▶ [Records to use]
▼▼▼

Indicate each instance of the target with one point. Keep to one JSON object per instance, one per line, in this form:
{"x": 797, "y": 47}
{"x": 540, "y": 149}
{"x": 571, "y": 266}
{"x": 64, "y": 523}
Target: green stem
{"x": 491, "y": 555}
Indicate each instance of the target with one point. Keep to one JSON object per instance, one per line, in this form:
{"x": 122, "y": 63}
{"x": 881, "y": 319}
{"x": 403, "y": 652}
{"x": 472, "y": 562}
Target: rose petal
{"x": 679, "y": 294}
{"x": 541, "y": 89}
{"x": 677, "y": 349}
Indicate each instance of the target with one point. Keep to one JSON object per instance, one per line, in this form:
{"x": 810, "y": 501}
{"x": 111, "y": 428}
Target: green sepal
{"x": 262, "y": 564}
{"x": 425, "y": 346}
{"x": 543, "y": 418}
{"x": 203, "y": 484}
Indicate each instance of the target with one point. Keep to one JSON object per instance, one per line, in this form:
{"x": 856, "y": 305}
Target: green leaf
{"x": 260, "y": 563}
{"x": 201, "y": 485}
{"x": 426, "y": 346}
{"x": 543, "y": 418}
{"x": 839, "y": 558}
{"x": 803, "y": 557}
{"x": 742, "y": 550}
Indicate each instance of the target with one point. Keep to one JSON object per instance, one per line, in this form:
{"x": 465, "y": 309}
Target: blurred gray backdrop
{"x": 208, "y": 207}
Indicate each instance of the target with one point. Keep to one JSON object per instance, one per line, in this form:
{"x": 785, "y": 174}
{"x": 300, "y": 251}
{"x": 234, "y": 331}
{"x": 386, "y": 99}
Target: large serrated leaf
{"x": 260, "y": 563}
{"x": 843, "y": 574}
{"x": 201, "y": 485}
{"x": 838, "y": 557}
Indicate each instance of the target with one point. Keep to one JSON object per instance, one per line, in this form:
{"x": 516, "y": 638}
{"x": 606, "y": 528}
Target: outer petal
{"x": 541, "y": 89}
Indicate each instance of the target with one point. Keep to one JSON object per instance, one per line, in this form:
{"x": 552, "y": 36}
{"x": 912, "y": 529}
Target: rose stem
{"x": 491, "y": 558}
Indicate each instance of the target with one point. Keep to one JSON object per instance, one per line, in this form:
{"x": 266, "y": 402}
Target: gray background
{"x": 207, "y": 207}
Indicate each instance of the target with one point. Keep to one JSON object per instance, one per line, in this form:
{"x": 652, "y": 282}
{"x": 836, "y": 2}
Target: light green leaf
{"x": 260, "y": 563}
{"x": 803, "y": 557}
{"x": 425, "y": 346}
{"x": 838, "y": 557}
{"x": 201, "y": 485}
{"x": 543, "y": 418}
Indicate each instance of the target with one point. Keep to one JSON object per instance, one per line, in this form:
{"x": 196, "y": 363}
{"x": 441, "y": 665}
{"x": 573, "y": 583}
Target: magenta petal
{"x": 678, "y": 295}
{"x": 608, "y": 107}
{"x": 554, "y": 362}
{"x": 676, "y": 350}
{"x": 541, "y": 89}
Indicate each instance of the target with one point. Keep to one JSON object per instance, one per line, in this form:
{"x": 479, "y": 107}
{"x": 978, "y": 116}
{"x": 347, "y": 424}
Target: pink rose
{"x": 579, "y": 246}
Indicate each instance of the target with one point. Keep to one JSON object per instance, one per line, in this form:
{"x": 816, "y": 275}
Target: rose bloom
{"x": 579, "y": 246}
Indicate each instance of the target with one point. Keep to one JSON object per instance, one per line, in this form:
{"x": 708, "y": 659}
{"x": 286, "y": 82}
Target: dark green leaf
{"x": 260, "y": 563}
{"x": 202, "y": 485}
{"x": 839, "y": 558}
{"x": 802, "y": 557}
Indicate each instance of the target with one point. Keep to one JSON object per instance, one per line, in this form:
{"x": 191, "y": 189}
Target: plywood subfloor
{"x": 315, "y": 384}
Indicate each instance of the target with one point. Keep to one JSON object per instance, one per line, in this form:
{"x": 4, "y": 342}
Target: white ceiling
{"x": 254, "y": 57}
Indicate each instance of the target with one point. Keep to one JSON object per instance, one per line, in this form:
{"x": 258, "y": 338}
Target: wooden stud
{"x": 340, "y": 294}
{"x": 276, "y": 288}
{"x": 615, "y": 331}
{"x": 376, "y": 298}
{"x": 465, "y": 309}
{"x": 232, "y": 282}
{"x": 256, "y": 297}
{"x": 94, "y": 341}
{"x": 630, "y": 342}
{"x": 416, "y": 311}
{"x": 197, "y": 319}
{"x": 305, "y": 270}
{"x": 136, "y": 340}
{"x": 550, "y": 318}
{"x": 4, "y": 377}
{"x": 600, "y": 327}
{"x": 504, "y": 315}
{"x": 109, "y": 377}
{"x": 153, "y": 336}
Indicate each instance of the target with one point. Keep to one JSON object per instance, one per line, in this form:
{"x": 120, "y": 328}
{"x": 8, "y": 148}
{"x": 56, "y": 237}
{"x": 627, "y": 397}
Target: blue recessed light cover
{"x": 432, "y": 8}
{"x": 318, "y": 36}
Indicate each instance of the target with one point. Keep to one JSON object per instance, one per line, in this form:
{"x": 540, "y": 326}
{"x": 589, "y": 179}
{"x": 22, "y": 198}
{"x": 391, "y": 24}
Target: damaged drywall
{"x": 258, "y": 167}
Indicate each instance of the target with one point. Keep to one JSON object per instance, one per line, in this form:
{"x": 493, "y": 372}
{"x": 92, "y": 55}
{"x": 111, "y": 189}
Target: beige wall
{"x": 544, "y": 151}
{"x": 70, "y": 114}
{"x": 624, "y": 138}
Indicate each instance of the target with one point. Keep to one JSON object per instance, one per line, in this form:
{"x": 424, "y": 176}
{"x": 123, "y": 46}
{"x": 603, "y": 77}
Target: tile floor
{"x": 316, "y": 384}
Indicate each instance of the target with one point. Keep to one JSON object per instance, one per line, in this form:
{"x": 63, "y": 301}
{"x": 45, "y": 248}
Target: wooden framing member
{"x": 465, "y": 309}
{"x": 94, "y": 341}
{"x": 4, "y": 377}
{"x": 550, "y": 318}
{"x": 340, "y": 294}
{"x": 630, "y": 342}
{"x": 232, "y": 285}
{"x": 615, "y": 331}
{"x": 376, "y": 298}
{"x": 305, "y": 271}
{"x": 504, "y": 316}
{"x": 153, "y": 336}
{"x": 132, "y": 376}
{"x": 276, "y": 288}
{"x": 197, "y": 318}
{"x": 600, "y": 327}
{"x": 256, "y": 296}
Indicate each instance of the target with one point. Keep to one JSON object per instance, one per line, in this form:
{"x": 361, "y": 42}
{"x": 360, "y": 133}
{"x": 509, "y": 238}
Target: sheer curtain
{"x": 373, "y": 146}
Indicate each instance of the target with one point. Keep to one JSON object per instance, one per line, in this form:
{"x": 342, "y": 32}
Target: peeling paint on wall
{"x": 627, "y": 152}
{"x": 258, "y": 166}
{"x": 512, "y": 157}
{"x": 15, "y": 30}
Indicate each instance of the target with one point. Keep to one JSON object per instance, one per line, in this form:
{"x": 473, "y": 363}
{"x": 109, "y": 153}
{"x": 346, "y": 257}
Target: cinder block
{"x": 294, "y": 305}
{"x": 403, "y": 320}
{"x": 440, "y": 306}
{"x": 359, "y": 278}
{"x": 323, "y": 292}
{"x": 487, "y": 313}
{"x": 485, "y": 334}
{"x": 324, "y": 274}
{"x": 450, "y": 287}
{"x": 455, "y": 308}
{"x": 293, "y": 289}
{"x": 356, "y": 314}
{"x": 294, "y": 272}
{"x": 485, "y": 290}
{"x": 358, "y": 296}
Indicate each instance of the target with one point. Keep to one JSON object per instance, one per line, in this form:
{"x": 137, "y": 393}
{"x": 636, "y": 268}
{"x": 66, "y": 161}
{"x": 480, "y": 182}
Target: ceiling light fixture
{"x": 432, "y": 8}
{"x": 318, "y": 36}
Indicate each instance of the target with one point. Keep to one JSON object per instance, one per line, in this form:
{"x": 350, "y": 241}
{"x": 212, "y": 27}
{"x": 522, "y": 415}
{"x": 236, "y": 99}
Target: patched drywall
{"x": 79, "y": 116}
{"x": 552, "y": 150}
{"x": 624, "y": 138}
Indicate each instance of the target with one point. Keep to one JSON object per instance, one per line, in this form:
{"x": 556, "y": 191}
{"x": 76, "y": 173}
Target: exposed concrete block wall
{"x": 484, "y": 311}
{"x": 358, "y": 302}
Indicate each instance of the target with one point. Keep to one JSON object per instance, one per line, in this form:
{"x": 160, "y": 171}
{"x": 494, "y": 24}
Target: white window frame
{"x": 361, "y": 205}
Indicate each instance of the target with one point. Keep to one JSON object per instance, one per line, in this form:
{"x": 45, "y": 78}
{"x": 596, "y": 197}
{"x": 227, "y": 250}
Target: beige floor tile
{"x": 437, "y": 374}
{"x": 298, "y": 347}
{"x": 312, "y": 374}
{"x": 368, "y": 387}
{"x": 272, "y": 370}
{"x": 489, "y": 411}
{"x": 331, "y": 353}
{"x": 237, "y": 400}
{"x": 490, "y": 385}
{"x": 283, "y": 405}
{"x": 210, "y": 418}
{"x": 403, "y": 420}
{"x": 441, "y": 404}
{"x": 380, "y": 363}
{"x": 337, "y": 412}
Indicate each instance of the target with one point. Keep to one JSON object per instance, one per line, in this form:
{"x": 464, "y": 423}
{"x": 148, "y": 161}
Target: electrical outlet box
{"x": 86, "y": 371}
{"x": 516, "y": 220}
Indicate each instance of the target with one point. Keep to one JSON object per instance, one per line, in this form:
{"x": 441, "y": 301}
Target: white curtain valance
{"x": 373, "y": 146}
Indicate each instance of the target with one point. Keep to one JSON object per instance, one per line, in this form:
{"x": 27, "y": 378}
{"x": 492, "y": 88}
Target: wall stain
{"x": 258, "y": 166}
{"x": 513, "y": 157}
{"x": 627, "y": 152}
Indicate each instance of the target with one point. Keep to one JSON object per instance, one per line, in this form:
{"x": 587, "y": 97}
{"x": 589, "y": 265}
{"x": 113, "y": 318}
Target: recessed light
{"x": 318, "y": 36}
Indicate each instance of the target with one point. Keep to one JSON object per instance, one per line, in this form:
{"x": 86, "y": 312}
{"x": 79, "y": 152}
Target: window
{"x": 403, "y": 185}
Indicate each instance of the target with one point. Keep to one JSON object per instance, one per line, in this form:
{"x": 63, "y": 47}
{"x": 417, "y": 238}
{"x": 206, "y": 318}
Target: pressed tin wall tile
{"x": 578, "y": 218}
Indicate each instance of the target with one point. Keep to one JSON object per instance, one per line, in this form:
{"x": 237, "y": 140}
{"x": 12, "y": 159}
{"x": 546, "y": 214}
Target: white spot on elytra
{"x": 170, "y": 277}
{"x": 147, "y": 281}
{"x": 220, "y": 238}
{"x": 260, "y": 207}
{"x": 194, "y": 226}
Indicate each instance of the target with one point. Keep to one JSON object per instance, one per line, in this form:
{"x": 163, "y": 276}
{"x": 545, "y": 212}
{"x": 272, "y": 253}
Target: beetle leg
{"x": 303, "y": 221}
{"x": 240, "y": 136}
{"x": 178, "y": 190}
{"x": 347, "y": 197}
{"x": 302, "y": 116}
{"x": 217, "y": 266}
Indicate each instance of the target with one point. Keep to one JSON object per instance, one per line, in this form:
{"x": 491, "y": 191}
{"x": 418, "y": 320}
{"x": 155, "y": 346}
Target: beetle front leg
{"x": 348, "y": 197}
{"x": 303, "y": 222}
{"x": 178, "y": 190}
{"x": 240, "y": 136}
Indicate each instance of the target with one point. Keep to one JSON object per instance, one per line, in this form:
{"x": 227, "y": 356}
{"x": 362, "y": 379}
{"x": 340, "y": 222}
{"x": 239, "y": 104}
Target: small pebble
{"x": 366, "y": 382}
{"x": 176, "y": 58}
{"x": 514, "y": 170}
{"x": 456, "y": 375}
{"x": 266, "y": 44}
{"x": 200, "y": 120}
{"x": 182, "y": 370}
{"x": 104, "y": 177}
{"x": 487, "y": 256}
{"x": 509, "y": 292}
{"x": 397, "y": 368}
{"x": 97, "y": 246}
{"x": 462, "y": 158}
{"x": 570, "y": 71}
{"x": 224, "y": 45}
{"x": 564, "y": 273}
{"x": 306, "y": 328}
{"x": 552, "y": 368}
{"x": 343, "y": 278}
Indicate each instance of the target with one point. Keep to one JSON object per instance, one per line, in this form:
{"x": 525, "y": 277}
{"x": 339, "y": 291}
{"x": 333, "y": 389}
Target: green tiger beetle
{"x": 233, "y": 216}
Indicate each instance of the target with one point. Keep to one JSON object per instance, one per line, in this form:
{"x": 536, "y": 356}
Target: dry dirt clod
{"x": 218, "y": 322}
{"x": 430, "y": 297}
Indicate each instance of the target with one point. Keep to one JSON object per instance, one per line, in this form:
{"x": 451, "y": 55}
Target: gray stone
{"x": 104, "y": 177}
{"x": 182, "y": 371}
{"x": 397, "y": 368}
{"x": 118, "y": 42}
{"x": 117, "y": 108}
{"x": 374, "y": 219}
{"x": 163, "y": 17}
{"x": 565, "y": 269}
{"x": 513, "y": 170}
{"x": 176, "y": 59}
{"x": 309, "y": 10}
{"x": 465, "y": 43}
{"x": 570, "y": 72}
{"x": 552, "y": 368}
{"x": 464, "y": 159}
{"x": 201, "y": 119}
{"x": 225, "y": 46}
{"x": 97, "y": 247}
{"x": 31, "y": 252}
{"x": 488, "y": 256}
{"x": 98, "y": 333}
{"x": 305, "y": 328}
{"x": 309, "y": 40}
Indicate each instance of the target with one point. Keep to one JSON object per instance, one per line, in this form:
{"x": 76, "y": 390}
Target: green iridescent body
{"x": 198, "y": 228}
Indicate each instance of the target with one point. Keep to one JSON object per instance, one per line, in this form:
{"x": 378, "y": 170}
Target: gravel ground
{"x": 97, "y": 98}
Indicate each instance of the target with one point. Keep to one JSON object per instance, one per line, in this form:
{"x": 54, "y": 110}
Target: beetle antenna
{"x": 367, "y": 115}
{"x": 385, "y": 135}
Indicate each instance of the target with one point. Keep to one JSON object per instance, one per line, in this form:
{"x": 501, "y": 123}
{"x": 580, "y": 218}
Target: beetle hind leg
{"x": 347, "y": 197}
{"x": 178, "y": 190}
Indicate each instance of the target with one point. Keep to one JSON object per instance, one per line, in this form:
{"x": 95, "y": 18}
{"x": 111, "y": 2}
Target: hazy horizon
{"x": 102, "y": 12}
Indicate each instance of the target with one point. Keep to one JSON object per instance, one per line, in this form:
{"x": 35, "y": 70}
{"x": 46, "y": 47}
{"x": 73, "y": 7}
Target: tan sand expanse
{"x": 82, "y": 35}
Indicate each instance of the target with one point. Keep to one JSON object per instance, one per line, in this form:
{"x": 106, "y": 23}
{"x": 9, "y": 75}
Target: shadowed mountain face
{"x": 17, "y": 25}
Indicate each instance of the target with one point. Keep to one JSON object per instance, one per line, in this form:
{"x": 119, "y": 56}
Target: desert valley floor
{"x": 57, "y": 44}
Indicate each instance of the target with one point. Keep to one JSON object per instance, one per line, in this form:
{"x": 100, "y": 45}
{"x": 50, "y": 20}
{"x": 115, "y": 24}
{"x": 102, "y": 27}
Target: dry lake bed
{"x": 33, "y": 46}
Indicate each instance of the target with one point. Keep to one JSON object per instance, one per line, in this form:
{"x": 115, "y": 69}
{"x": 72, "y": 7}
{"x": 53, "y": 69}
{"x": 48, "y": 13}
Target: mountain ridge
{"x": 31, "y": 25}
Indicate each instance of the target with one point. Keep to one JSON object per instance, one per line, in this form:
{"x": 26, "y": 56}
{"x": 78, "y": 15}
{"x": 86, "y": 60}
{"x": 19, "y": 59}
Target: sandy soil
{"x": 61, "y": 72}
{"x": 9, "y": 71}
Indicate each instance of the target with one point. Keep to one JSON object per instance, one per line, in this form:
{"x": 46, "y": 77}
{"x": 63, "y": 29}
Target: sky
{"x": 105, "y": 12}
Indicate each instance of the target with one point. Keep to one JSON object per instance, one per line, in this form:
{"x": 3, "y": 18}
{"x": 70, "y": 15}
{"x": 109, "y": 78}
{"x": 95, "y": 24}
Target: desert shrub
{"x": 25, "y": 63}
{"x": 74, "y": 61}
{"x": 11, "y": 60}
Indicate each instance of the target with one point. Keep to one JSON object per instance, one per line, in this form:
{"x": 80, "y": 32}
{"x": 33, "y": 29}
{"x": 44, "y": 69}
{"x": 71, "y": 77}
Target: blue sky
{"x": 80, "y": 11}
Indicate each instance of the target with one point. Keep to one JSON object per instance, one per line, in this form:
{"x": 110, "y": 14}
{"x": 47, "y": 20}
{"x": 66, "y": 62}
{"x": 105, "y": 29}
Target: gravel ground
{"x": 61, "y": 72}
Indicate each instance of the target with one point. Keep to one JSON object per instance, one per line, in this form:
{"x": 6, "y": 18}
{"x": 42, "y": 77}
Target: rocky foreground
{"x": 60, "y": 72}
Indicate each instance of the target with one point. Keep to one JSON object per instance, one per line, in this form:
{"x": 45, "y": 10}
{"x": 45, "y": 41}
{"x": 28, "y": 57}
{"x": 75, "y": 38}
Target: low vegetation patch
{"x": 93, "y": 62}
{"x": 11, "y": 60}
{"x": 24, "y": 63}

▲▲▲

▶ [Your instructions]
Find every line in the entries above that contains the word "green" and copy each one out. Case matters.

▶ [Result of the exercise]
Target: green stem
Target: green sepal
Target: green leaf
Target: light green leaf
Target: dark green leaf
Target: green tiger beetle
Target: green iridescent body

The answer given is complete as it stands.